TASK BRIEF =
Skip the pictures. Transcribe the rest of the data below without changing a word.

DATASET EXCERPTS =

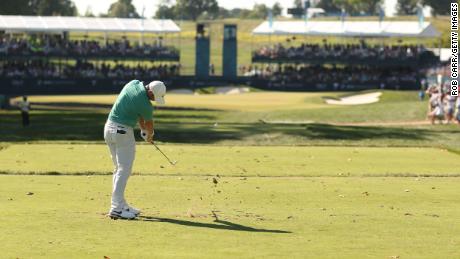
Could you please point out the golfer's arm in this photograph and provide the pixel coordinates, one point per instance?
(147, 126)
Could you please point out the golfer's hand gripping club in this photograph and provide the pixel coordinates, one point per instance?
(169, 160)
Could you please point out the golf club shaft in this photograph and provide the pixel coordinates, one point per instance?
(169, 160)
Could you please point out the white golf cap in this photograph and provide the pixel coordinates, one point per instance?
(158, 89)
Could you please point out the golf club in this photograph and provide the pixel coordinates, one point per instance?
(169, 160)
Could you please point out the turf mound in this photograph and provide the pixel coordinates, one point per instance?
(356, 99)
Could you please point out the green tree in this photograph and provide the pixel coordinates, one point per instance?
(259, 11)
(406, 7)
(329, 6)
(192, 9)
(123, 9)
(56, 7)
(298, 4)
(17, 7)
(277, 9)
(166, 12)
(440, 7)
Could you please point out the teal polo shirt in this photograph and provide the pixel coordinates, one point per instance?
(132, 103)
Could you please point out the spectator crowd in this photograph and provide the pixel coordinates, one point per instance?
(342, 52)
(338, 77)
(48, 70)
(442, 106)
(57, 46)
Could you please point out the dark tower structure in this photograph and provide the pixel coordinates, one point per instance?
(230, 51)
(202, 51)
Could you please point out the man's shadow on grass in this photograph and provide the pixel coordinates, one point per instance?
(222, 224)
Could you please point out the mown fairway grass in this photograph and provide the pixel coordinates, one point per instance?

RESPONSE =
Could you please point out the golfer's arm in this photograph and provide the pixel coordinates, one point per instance?
(147, 126)
Could you please point out the golfer's hand gripping club in this photograph and provide the pixel coordinates, one point per instance?
(169, 160)
Could you please point out the golf club shaft in this photograph and provide the pixel coordinates, one point per instance?
(169, 160)
Could you please point out the white golf cap in this photograph and provide the pixel coordinates, one point per instance?
(158, 89)
Could you please point out the golf club in this photograph and provide the pixel coordinates, one point per instance?
(169, 160)
Could you please point out the turf mound in this photograph and provide the pixel coordinates, one point per instance?
(356, 99)
Could you please point out the green tree in this photograph and provide the pixel coordinates, one point per instance?
(259, 11)
(406, 7)
(329, 6)
(192, 9)
(123, 9)
(56, 7)
(298, 4)
(17, 7)
(277, 9)
(166, 12)
(440, 7)
Could you please point out the teal polo shirt in this photograph and provide the pixel coordinates, one point per instance?
(132, 103)
Could you please point out the spectator crowd in this photograph and provide the pixel coordinates, one point per instance?
(342, 52)
(338, 77)
(48, 70)
(442, 106)
(57, 46)
Could you please point out the dark tower structure in this photograph and provide the pixel coordinates, one point per instance?
(230, 51)
(202, 51)
Could you please point out the man's shadow on grass in this photograph and provide the pixel coordinates, one point per instance?
(222, 224)
Could you please point out the mown fairway grass in this photograph and provide the pixel coordinates, one point per instance?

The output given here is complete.